_INPUT MATERIAL_

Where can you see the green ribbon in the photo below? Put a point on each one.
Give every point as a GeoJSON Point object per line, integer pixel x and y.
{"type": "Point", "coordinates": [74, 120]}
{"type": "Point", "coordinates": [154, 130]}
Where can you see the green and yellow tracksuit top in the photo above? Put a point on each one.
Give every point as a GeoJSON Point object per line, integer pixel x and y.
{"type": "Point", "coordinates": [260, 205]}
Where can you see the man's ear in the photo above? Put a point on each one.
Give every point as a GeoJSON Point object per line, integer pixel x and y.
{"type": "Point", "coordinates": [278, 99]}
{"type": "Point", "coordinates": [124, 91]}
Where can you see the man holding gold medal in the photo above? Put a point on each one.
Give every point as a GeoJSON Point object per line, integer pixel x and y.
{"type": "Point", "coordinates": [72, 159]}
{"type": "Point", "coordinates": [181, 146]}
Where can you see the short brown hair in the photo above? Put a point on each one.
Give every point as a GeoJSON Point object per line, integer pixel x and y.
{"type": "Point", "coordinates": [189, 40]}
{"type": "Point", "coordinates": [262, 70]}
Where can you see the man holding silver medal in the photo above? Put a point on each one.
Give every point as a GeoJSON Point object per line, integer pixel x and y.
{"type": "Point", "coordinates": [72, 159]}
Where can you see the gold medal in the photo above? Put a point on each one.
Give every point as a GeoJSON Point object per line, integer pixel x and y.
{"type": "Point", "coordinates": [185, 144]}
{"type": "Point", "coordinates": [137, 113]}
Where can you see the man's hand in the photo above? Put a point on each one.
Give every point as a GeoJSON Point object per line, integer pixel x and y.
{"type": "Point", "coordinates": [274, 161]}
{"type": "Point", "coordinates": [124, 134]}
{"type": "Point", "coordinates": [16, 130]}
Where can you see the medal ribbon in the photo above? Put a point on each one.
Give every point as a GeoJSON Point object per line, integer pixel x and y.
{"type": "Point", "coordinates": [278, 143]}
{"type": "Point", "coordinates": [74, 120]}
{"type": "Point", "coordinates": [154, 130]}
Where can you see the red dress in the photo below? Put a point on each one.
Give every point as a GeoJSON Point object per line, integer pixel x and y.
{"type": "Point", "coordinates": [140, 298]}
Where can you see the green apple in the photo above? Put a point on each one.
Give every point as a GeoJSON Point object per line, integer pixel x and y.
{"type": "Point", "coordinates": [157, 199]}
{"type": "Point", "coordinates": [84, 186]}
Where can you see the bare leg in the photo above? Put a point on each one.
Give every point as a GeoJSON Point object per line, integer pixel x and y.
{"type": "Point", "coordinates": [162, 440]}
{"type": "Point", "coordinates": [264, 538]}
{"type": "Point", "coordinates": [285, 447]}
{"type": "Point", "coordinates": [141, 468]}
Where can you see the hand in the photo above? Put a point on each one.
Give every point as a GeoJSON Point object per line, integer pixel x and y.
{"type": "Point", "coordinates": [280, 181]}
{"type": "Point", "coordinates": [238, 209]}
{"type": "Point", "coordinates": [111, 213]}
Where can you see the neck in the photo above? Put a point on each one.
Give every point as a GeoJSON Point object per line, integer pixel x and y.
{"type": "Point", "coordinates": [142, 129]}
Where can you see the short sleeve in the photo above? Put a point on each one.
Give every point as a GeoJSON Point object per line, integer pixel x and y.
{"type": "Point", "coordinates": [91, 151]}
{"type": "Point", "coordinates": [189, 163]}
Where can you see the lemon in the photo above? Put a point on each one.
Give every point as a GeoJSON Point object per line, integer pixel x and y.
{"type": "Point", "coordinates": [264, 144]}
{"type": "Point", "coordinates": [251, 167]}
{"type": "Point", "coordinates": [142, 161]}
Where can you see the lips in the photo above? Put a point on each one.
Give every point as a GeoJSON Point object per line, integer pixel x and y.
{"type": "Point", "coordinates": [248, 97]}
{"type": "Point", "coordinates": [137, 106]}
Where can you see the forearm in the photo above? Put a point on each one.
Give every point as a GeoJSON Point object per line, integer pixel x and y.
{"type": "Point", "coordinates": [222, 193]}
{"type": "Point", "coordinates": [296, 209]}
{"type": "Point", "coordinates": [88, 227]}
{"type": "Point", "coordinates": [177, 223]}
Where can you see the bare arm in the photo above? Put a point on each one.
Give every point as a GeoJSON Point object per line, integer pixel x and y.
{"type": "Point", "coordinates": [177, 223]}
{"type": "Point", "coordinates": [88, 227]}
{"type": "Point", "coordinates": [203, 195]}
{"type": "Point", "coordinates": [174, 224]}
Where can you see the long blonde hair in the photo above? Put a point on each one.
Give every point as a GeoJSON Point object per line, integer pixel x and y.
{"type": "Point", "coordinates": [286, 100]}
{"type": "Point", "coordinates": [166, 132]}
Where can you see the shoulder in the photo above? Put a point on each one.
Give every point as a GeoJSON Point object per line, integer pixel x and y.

_TASK TO CARRY OUT_
Copy all lines in the listing above where the string "hair" appears.

_RESPONSE TO THIS TASK_
Where can you see the short brown hair in the photo above? Put a point on each one.
Where can you see the long blonde hair in the photo above? Put a point on each one.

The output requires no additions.